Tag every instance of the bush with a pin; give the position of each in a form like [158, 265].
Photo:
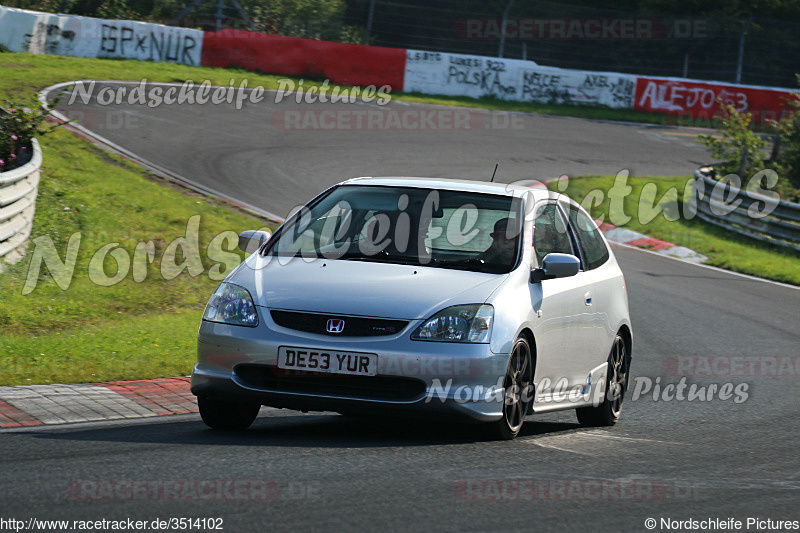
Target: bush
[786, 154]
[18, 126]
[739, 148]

---

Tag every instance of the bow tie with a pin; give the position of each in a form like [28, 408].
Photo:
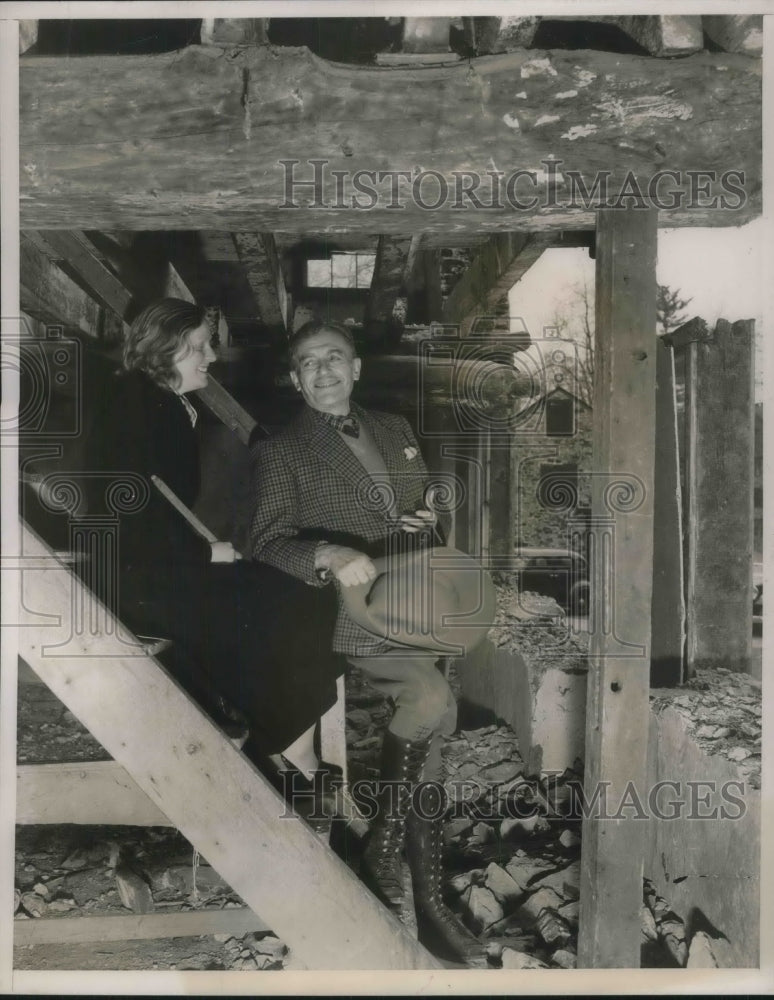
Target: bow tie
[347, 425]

==

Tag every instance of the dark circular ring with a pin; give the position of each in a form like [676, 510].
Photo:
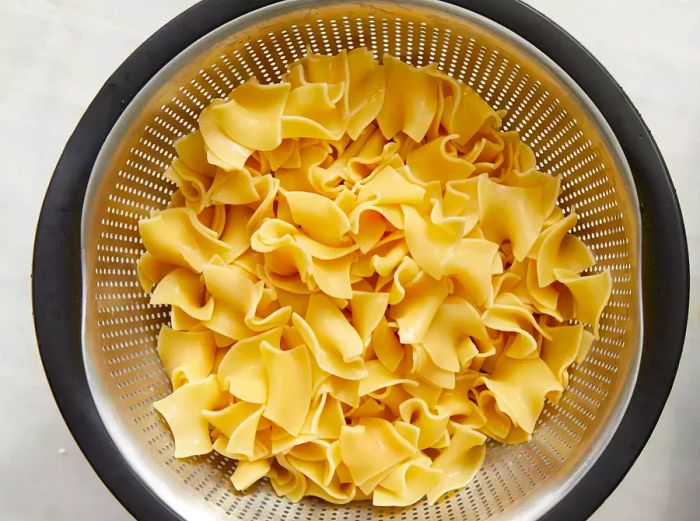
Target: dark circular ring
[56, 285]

● Task instructions: Work out how many lines in the material above hold the string "each", and reply with the number only.

● Answer: 3